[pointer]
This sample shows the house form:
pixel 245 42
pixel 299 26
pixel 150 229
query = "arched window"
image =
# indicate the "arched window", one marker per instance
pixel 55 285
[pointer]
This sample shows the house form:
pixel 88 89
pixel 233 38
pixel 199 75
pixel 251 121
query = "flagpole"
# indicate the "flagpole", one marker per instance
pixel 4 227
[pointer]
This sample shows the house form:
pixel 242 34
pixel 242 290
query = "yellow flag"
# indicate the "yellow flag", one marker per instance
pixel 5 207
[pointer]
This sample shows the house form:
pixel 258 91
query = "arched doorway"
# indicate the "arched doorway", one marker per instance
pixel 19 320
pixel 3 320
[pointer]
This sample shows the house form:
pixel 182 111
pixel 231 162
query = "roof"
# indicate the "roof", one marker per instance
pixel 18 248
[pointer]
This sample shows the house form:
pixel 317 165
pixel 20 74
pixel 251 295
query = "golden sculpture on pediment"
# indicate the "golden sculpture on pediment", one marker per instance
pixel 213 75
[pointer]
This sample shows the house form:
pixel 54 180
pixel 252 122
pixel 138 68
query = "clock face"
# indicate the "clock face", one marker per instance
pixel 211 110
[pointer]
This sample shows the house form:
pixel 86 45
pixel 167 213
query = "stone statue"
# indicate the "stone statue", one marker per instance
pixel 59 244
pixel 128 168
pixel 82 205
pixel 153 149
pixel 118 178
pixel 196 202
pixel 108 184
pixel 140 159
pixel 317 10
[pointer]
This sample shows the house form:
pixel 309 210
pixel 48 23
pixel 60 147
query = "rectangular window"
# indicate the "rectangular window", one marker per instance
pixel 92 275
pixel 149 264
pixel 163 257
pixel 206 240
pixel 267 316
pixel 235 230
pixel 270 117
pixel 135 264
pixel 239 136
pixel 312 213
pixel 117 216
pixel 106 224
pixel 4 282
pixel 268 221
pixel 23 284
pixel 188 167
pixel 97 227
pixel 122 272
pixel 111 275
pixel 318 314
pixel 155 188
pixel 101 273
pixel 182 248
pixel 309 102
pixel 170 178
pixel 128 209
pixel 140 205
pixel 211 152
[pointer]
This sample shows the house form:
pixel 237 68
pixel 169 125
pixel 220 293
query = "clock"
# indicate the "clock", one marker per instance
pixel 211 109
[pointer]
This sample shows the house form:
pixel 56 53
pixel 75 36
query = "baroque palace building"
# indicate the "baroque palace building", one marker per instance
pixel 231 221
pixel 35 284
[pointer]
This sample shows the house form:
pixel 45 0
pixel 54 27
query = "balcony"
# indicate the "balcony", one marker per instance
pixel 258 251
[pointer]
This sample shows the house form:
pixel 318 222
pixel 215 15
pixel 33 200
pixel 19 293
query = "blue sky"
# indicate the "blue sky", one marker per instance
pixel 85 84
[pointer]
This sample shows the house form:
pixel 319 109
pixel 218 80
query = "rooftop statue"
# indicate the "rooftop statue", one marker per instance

» **Work order**: All of the entries must be quoted exactly; please include each one.

» **Exercise output**:
[pointer]
This sample shows the house form:
pixel 245 42
pixel 299 26
pixel 150 229
query = "arched window"
image =
# indicate the "arched window", one marker per instance
pixel 55 285
[pointer]
This sample shows the house form:
pixel 88 89
pixel 233 38
pixel 199 75
pixel 251 121
query = "flagpole"
# indicate the "flagpole", one marker per instance
pixel 4 227
[pointer]
This sample shows the house form:
pixel 242 34
pixel 242 290
query = "yellow flag"
# indicate the "yellow flag", one marker per instance
pixel 5 207
[pointer]
This sample shows the house form:
pixel 258 91
query = "arched doorway"
# indicate the "arched doorway", one marker per instance
pixel 19 320
pixel 3 320
[pointer]
This sample shows the house form:
pixel 182 111
pixel 231 162
query = "roof"
# indicate the "roof", one marker per instance
pixel 18 248
[pointer]
This sample shows the house form:
pixel 317 165
pixel 20 74
pixel 251 295
query = "golden sculpture on pediment"
# indicate the "golden sculpture on pediment", one marker per instance
pixel 213 75
[pointer]
This sample shows the house form:
pixel 54 180
pixel 252 122
pixel 138 68
query = "clock face"
# indicate the "clock face", one marker per instance
pixel 211 110
[pointer]
This sample shows the house form:
pixel 86 45
pixel 167 213
query = "stone statue"
# indicate the "stone statue", one marker per instance
pixel 59 244
pixel 128 168
pixel 82 205
pixel 153 149
pixel 118 178
pixel 196 202
pixel 108 184
pixel 140 159
pixel 317 10
[pointer]
This sample shows the house form:
pixel 309 210
pixel 48 23
pixel 60 147
query = "rectangular window"
# indicate the "rectangular window", one marker per instance
pixel 92 275
pixel 149 264
pixel 163 257
pixel 206 240
pixel 267 316
pixel 235 230
pixel 270 117
pixel 135 264
pixel 239 136
pixel 312 213
pixel 117 216
pixel 106 224
pixel 4 282
pixel 268 221
pixel 23 284
pixel 188 167
pixel 97 227
pixel 122 272
pixel 111 275
pixel 318 314
pixel 155 188
pixel 101 273
pixel 182 248
pixel 309 102
pixel 170 178
pixel 128 209
pixel 140 205
pixel 211 152
[pointer]
This sample shows the house form:
pixel 237 68
pixel 169 125
pixel 220 293
query = "clock"
# indicate the "clock", one marker per instance
pixel 211 109
[pointer]
This sample shows the house form:
pixel 56 53
pixel 75 36
query = "baroque palace building"
# indicate the "baroque palace building", one marker per instance
pixel 231 221
pixel 35 284
[pointer]
This sample shows the house form:
pixel 45 0
pixel 54 27
query = "balcony"
# indicate the "balcony", one marker per instance
pixel 258 251
[pointer]
This sample shows the house form:
pixel 318 222
pixel 215 15
pixel 33 200
pixel 19 293
query = "blue sky"
# indicate the "blue sky", one marker per instance
pixel 85 84
[pointer]
This sample shows the house form:
pixel 319 109
pixel 218 80
query = "rooftop statue"
# indicate the "rooftop statue", one marker per instance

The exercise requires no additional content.